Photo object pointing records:
##########

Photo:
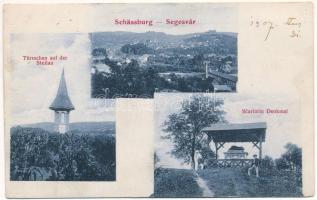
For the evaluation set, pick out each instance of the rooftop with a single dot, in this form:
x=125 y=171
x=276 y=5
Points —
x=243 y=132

##########

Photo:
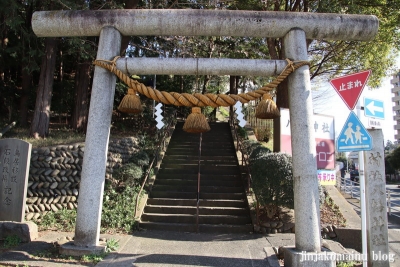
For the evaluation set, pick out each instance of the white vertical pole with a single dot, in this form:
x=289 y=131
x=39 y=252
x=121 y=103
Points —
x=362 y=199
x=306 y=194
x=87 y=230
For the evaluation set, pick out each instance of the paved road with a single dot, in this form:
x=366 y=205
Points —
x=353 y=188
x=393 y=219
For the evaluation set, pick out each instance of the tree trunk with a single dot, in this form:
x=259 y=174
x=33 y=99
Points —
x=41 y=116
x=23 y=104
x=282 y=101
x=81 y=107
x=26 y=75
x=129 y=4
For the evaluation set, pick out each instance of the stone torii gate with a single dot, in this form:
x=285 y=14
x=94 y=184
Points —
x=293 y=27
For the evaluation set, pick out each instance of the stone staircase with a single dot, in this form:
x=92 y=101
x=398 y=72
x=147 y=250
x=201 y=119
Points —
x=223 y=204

##########

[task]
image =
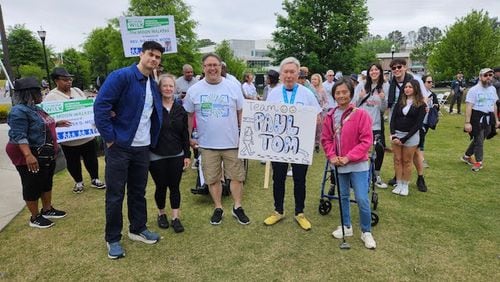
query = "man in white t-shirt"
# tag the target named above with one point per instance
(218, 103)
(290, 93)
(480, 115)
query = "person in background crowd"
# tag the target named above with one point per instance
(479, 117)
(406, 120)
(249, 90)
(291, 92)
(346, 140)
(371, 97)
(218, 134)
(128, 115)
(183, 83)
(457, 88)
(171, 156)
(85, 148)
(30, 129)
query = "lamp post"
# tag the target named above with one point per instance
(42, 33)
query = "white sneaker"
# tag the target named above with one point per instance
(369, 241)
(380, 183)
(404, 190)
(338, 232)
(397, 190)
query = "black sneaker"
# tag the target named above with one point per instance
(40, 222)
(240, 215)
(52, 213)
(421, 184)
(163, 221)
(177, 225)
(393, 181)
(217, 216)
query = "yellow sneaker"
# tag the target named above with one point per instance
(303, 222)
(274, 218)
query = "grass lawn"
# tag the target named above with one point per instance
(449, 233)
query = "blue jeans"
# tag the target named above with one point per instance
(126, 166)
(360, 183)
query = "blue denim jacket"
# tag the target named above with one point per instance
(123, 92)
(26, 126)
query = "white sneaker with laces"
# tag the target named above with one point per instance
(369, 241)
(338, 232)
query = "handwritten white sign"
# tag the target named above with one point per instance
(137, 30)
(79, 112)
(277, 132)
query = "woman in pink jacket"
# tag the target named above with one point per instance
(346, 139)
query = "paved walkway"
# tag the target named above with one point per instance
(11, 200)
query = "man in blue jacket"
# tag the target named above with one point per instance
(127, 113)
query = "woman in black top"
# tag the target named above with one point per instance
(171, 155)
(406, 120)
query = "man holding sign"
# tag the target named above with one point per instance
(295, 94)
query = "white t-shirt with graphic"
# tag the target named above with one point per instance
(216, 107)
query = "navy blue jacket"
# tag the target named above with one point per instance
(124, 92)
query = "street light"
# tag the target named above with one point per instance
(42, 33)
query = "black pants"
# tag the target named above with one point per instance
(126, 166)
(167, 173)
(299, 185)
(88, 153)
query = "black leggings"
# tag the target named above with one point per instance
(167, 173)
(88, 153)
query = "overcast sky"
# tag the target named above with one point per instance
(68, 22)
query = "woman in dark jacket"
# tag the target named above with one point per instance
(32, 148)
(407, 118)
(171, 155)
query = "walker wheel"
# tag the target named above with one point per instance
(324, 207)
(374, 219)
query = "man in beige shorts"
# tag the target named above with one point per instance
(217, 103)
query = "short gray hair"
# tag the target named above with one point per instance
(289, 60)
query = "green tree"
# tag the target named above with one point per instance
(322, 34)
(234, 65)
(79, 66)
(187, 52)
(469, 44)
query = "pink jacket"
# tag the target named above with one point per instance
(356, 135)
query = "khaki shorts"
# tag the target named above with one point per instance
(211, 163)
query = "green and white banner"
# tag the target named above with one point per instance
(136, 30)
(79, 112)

##########

_DIRECTIVE_: Report every line in the items above that contains the word "this".

_RESPONSE_:
For the evaluation set, pick out each instance of the rooftop with a single dot, in this form:
For the evaluation set, pick out each instance of the white vertical pole with a single dot, in this form:
For the evaluation set, pick out each instance of the paved road with a single dot, in this form:
For the evaluation set, pick out each instance of the tree trunk with a single dot, in this form:
For the evaluation set, pick out each instance of the stone torii gate with a single dot, in this form:
For the evaluation set, pick out each instance of the stone staircase with a single dot, in this form:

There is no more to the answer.